◆ DATA IN THIS EXERCISE ◆
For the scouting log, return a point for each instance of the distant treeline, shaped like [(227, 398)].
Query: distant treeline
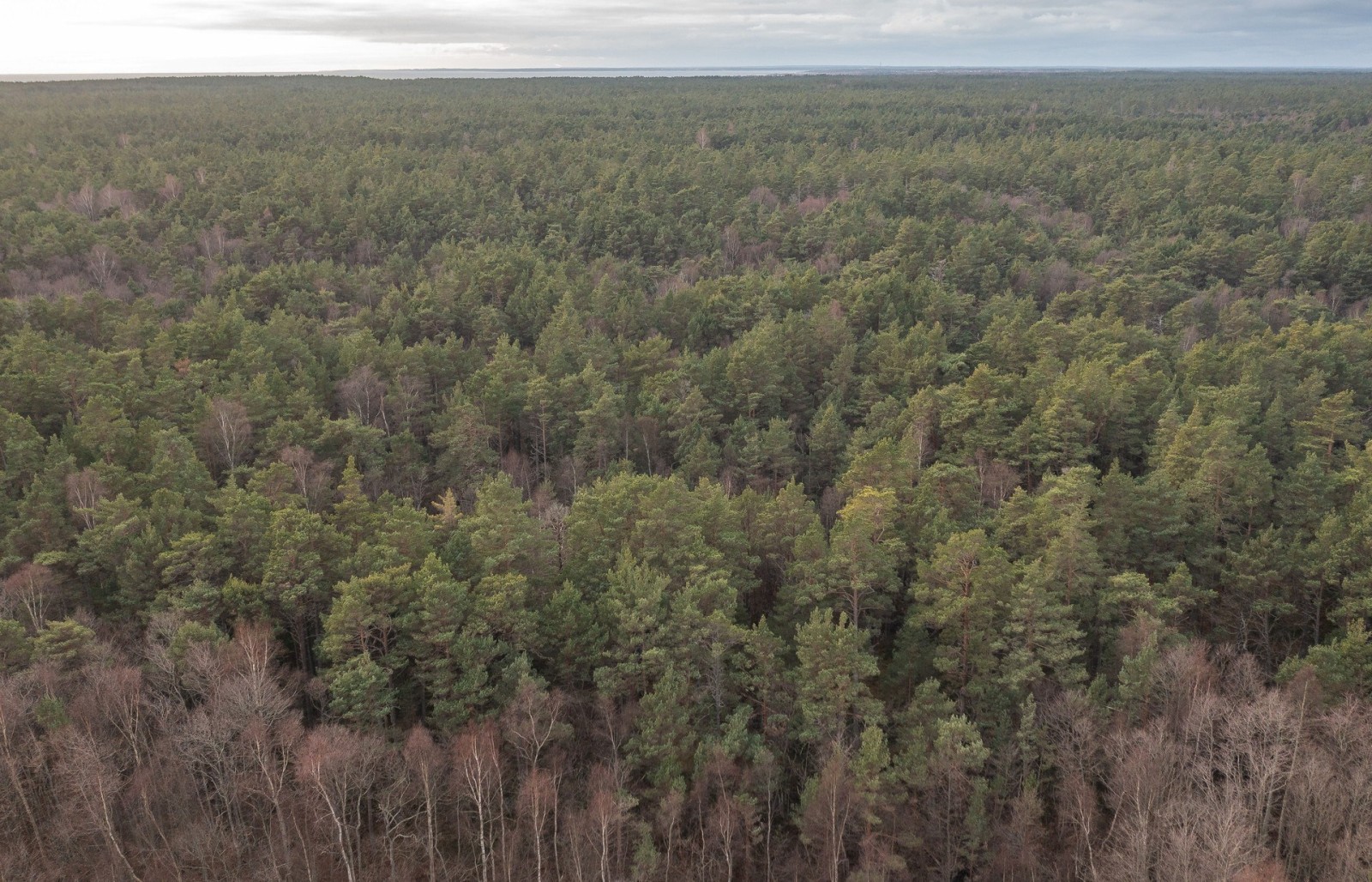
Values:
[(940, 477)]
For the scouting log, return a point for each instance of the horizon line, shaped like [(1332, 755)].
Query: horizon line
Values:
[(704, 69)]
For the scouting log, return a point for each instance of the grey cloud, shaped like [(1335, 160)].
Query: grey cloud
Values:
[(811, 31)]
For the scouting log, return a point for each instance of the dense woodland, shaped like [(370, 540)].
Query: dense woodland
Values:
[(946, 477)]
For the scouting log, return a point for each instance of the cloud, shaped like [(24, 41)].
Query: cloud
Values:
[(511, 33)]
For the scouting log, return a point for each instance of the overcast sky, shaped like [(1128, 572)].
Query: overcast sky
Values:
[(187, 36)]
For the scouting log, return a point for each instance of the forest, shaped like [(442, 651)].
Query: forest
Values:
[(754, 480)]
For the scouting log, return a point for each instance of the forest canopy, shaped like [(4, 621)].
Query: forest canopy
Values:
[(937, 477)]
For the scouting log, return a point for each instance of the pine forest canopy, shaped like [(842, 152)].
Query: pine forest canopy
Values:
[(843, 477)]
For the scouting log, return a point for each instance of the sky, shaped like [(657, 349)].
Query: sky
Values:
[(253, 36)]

◆ WHAT TO WORK ON ◆
Quote, word for word, every line starting at the one that contains "like [(442, 651)]." and ending with the final line of the entries.

◆ RESULT OF THIS TASK ◆
For the scouting log, return a point for each instance of the forest, shaped like [(442, 651)].
Query: forest
Values:
[(754, 480)]
For the scouting log, return a point for each instance of the forest canopy, shaped like [(4, 621)].
Query: forest canopy
Values:
[(937, 477)]
For the scouting log, return a point for each instance of the pine forest canopy, shaped like [(842, 152)].
Query: pine forest canopy
Values:
[(843, 477)]
For the scouting log, return a point for each instance of the sky, shaped like [(657, 349)].
Query: sky
Values:
[(253, 36)]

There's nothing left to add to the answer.